== Material for this exercise ==
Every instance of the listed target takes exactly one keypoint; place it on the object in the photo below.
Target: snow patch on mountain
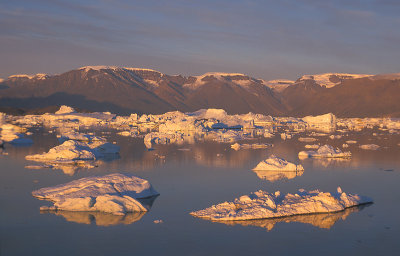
(330, 80)
(278, 84)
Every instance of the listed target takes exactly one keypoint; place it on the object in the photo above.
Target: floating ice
(14, 134)
(261, 205)
(274, 163)
(272, 175)
(325, 151)
(238, 146)
(307, 139)
(320, 220)
(114, 193)
(370, 147)
(72, 150)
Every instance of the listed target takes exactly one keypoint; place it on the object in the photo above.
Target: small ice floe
(307, 139)
(273, 176)
(274, 163)
(79, 137)
(72, 150)
(286, 136)
(320, 220)
(324, 151)
(261, 205)
(114, 193)
(370, 147)
(313, 146)
(14, 134)
(238, 146)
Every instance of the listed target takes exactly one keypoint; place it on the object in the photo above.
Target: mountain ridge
(141, 90)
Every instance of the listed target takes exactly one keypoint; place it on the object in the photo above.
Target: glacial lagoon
(193, 176)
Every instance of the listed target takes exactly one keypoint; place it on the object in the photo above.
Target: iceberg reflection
(320, 220)
(101, 218)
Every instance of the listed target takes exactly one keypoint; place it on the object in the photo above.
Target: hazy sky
(265, 39)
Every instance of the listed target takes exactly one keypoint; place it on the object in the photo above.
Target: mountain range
(135, 90)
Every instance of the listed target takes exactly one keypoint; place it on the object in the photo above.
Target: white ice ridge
(261, 205)
(72, 150)
(325, 151)
(98, 68)
(114, 193)
(274, 163)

== Assignment ==
An exact transcription of the listing is required, and it must contain no pictures.

== Task response ==
Every instance of the listed target takes exactly one keypoint; place it on the object in the photo below.
Target: snow patch on mountain
(330, 80)
(278, 84)
Every instance of the listed target takes exactly one keypoint; place it on the object in the photo above.
Target: floating ice
(14, 134)
(261, 205)
(274, 163)
(272, 175)
(325, 151)
(238, 146)
(307, 139)
(320, 220)
(114, 193)
(370, 147)
(72, 150)
Every instance of the listed target takes exactly one keypoint; place it on the object in the photo above.
Target: small ice floe
(307, 139)
(273, 176)
(274, 163)
(79, 137)
(72, 150)
(286, 136)
(320, 220)
(324, 151)
(261, 205)
(114, 193)
(370, 147)
(313, 146)
(14, 134)
(238, 146)
Every instance of the listed target takes exactly one keypoint; place it on the object in the photo above.
Target: mountain ridge
(141, 90)
Every instance of the listed target takes exactly one keypoint; place it on the object in the photo above.
Target: glacial lagoon
(193, 176)
Every instance of the listed target takes exactly one keypoint; place it on the object in the photo above.
Target: iceberg reflection
(320, 220)
(101, 218)
Every instance of the listed target takes exactly one keypoint; place it on the object in the photo above.
Target: hazy sky
(265, 39)
Every instance of the listed target takes exactly one keypoint; place it on the object in the photo above.
Target: mountain range
(135, 90)
Every instance of the listed target takes exactly one keypoint; place it on the object in the photo above.
Target: white ice ridge
(261, 205)
(72, 150)
(325, 151)
(98, 68)
(114, 193)
(274, 163)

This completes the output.